*** Opening of Extracted material ***

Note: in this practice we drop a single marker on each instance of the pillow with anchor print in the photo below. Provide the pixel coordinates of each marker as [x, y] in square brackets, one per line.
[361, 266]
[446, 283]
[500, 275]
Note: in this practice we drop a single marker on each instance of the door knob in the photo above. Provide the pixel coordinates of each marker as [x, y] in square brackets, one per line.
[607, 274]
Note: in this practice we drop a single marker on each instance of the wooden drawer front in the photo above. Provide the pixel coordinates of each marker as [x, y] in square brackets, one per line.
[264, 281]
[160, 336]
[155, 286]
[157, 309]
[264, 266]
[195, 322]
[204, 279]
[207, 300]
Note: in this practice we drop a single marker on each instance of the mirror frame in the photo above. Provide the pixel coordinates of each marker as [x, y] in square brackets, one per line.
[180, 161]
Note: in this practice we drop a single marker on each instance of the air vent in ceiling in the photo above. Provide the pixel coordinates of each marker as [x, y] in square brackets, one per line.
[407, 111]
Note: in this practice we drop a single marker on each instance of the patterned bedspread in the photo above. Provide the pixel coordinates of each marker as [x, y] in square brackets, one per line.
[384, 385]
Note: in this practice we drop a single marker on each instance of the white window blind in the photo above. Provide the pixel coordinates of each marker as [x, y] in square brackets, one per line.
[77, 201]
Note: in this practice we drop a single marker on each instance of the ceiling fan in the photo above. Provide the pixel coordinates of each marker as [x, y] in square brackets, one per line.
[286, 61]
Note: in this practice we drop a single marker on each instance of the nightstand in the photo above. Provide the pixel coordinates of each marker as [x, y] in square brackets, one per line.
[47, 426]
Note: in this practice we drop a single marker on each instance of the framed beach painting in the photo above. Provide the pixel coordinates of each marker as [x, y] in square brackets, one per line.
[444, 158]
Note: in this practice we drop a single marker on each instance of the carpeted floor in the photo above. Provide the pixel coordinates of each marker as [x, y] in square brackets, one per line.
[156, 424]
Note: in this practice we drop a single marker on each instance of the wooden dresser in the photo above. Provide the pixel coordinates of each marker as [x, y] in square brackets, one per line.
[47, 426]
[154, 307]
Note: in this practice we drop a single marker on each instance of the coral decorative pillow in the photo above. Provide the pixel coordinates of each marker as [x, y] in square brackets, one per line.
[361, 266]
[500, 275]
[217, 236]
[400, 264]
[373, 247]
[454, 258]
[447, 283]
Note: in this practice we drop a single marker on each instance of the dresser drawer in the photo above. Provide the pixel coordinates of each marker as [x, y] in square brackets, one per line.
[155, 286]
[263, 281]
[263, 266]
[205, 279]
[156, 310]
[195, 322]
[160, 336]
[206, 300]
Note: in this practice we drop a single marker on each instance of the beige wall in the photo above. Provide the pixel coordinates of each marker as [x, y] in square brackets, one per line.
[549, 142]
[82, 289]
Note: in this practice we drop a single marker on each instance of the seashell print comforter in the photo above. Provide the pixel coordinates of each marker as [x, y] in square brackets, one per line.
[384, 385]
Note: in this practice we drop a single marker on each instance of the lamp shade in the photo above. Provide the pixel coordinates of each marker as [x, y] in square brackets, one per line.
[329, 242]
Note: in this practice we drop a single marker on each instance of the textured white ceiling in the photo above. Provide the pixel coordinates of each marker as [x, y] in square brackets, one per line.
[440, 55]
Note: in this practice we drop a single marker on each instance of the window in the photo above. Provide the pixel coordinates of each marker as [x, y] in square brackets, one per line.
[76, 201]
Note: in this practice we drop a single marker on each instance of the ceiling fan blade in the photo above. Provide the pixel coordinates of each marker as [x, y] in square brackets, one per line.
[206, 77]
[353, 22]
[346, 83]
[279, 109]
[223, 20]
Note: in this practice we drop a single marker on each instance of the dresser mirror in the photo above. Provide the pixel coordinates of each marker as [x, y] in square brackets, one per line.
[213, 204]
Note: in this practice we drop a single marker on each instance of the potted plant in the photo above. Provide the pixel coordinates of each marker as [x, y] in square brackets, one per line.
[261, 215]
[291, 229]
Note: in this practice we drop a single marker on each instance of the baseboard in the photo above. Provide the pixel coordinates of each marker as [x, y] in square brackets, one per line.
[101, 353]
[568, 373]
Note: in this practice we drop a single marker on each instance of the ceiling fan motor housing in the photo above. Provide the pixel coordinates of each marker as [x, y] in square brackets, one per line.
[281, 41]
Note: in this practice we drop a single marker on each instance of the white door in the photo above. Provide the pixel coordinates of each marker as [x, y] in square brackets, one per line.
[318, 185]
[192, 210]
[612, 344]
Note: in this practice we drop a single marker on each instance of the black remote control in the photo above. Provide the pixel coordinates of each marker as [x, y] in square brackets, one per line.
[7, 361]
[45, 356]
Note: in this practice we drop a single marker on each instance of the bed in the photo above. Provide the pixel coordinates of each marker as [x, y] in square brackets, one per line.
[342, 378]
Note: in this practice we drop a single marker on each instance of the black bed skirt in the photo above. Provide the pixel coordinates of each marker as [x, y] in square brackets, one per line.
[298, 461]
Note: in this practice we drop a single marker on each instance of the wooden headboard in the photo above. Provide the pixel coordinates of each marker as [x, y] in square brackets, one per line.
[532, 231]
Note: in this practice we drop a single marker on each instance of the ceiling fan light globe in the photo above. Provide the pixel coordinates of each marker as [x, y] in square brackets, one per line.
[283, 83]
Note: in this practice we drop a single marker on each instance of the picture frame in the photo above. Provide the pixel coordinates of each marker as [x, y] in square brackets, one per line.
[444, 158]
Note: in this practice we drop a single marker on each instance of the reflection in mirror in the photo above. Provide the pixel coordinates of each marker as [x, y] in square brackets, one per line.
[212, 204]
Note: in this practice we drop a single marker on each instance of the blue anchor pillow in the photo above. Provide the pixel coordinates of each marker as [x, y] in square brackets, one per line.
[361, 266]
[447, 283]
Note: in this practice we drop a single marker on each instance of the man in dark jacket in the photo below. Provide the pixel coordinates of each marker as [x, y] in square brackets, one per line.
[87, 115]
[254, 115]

*** Close of Extracted material ***

_Problem description_
Print out each line of the data exactly.

_Exercise solution_
Note: in this practice we drop a single marker on each instance of the pillow with anchor print in the photo below. Provide the pixel coordinates of each marker as [x, y] in square brackets, one per line.
[361, 266]
[446, 283]
[500, 275]
Note: in this practice we drop a single marker on each instance of the door knob in the photo above. Provide the pixel coordinates of each marker as [x, y] in square brackets, one per line.
[607, 274]
Note: in this practice we drop a single marker on each instance of the wooden drawer front in the photo above. Provide the pixel coordinates of each marker as [x, y] in square brackets, one per line.
[264, 281]
[160, 336]
[155, 286]
[157, 309]
[264, 266]
[195, 322]
[204, 279]
[207, 300]
Note: in this practice we drop a single marker on each instance of the mirror frame in the photo above. Provide the pixel coordinates of each marker as [x, y] in square brackets, one per line.
[180, 161]
Note: in this practice we drop a single marker on each instance of the air vent in ceiling in the photo above. Provide the pixel coordinates of each marker as [x, y] in square brackets, one per line.
[407, 111]
Note: in this practice we drop a single marker on each instance of the patterned bedspread in the photo above. Provide the pixel coordinates of each marker as [x, y] in square brackets, one per line.
[384, 385]
Note: in this practice we drop a single marker on each instance of the white window blind in the photo above. Provide the pixel coordinates of each marker as [x, y] in square brackets, one per line.
[77, 201]
Note: in this practice we drop a single marker on each instance of the ceiling fan in the photo above. Provide the pixel coordinates of each marker as [x, y] in square brackets, one per line.
[286, 61]
Note: in this practice we drop a single marker on each instance of the nightstand in the photo above. Provide the pixel coordinates of each marker as [x, y] in square brackets, one per line.
[47, 426]
Note: in this practice we drop a single marker on each instance of the framed beach painting in the photo above. Provide the pixel coordinates of each marker as [x, y] in square brackets, one per line.
[444, 158]
Note: in this practice we drop a single marker on each instance of the carpeted floor in the photo above. Provide the pixel coordinates of each marker as [x, y] in square brackets, one per line.
[156, 424]
Note: in this practice we drop a single marker on each instance of the wooden dresser in the photo above. Provide the pixel coordinates of each marker as [x, y] in square brackets, one per line.
[47, 426]
[154, 307]
Note: in this practice we drop a single marker on each instance of the coral decorative pillow in the photo above. Provide the pixel coordinates of each marker as [x, y] in square brackets, one per line.
[361, 266]
[500, 275]
[217, 236]
[400, 264]
[373, 247]
[454, 258]
[447, 283]
Note: in this practice we drop a single marker on each instance of the dresser drawer in the photo above. Provide the pixel coordinates of each marker as [x, y] in square brackets, one per line.
[155, 286]
[263, 281]
[263, 266]
[205, 279]
[156, 310]
[195, 322]
[160, 336]
[206, 300]
Note: in this practice we drop a single marker on each instance of the beige wall in the photo above. Provide the pixel coordinates of each marker as [x, y] in square brackets, one per line.
[549, 142]
[82, 289]
Note: in this practice we drop a single marker on each instance of the seashell print comforter in the photo above. Provide the pixel coordinates of each marker as [x, y] in square brackets, one per line.
[384, 385]
Note: in this practice we drop a single marker on each instance of the lamp shade in the photo above. Provide the pixel coordinates of each marker as [x, y] in square brackets, one per line.
[329, 242]
Note: in this practice we drop a single marker on each instance of the textured white ceiling in the photo above. Provide the pixel coordinates of each marker as [x, y] in square brackets, one per line.
[440, 55]
Note: in this practice we drop a single marker on each instance of the window in the photo above. Provide the pixel coordinates of each marker as [x, y] in square brackets, one per line.
[76, 201]
Note: in this practice we drop a single marker on each instance of the ceiling fan blade in the photo above. Provide the pixel coordinates of each marker as [x, y] in square brackets, one per line.
[206, 77]
[353, 22]
[346, 83]
[279, 109]
[223, 20]
Note: in this practice we drop a single marker on each instance of the dresser mirror in the photo above. Provide the pixel coordinates of each marker as [x, y] in square brackets, one per line.
[213, 204]
Note: in this practice we drop a single marker on each instance of the potted plant in the photo above. Provide the pixel coordinates of each marker as [x, y] in square brackets, one per line.
[261, 215]
[291, 229]
Note: in this practice we drop a single marker on each instance of the baseboard in the photo above. Provide the pixel coordinates of each marker as [x, y] in square brackets, one per line.
[101, 353]
[568, 373]
Note: in this practice we drop a single marker on each instance of the ceiling fan motor housing in the photo above. Provide the pixel coordinates of each marker as [x, y] in square brackets, one per line.
[281, 41]
Note: in this practice we drop a single marker on each instance of the white door in the photo above. Provide the pixel coordinates of each marker as [x, y] in square brackets, one per line.
[318, 185]
[192, 210]
[612, 344]
Note: in this practice we drop a single marker on each instance of the black remote control in the photo above. Provide the pixel coordinates of each marker as [x, y] in square brackets, one per line.
[7, 361]
[45, 356]
Note: in this practice we drop a single marker on each instance of the bed in the photo above. Provide the pixel coordinates of each marker as [x, y] in square brackets, one per line.
[342, 378]
Note: in this practice we drop a single marker on each instance of the black bed skirt in the photo above. Provide the pixel coordinates of each marker as [x, y] in square brackets, one per line.
[298, 461]
Note: in this practice we drop a single marker on each instance of the wooden headboard in the photo above. Provide the pixel coordinates of each marker as [x, y] in square brackets, one per line.
[532, 231]
Note: in this practice we drop a single marker on each instance of the ceiling fan light globe in the photo above. Provide the pixel coordinates of each marker as [x, y] in square brackets, one per line.
[283, 83]
Note: in this practice we drop a single marker on each instance of the picture frame in the photo above. Provide the pixel coordinates of each marker as [x, y] in square brackets, one per line.
[444, 158]
Note: in this practice we drop a single marker on each instance of the reflection in mirror in the photo above. Provide the pixel coordinates of each marker as [x, y] in square brackets, one per line.
[212, 204]
Note: in this practice we drop a single marker on each instance of the blue anchor pillow in the photo above. Provide the pixel coordinates of each marker as [x, y] in square brackets, one per line.
[361, 266]
[447, 283]
Note: in this practice we drop a single marker on each instance of the man in dark jacket in the photo below. Provide the pixel coordinates of each marker as [x, y] in square brackets, one per line.
[87, 115]
[254, 115]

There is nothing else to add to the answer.